#### Work to do:
Lines before the one containing "of the background" are excluded; print that line and every line after it through the end of the material below, exactly.

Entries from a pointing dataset
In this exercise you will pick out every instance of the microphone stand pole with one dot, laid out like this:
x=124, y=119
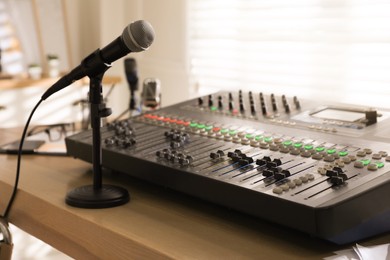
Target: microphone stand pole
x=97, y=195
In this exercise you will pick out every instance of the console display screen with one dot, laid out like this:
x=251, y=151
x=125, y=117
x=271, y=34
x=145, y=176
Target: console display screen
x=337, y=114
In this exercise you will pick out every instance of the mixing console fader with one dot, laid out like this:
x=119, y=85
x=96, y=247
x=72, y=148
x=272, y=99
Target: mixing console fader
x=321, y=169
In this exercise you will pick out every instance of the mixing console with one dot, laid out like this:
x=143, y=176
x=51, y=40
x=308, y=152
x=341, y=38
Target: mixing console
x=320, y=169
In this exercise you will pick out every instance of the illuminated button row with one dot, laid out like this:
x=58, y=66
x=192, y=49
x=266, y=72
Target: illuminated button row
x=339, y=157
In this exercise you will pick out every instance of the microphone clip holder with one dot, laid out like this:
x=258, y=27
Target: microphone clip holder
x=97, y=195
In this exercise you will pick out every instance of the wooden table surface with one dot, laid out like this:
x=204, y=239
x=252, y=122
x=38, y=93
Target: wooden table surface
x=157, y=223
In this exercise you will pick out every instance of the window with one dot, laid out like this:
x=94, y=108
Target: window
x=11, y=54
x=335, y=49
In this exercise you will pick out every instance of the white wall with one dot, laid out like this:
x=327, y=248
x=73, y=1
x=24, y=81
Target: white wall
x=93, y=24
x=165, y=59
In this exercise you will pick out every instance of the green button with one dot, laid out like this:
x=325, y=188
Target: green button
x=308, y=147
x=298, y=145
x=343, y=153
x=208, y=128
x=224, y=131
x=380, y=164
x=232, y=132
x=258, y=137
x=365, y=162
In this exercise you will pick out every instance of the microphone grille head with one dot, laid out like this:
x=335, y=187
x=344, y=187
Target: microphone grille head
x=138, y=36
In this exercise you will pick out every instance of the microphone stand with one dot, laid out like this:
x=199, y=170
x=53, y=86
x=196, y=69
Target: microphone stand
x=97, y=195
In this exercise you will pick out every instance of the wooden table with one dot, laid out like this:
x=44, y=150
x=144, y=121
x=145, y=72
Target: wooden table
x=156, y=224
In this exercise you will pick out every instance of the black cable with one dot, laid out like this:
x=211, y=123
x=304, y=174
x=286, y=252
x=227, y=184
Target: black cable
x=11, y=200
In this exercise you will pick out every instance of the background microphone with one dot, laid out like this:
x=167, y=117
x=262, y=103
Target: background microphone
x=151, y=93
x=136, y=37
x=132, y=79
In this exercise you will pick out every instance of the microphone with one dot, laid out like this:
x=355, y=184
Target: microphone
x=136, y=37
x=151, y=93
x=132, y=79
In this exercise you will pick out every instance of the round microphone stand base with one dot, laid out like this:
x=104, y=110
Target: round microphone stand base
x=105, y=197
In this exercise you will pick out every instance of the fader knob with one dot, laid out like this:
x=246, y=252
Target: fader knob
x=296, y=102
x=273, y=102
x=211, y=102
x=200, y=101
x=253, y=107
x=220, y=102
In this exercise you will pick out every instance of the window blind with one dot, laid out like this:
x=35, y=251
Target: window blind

#### Solution for this task:
In this exercise you will pick out every instance of the background microphone with one dot, laid out like this:
x=167, y=117
x=262, y=103
Target: background microphone
x=151, y=93
x=136, y=37
x=132, y=79
In this exercise you will pick out every instance of the microphone with one dot, laid out like this:
x=355, y=184
Target: microphone
x=136, y=37
x=151, y=93
x=132, y=79
In this exercise you will pick out every instance of the round microphone stand base with one dot, laid out like this:
x=104, y=110
Target: round microphone stand base
x=105, y=197
In this exercise you will pick out every instance of the fader knob with one dot, laid out like this:
x=246, y=252
Target: fader knob
x=296, y=102
x=273, y=102
x=211, y=102
x=200, y=101
x=253, y=107
x=220, y=102
In this exercise you will pick out every instance of the window blind with one dot, laid out like this:
x=35, y=251
Target: window blind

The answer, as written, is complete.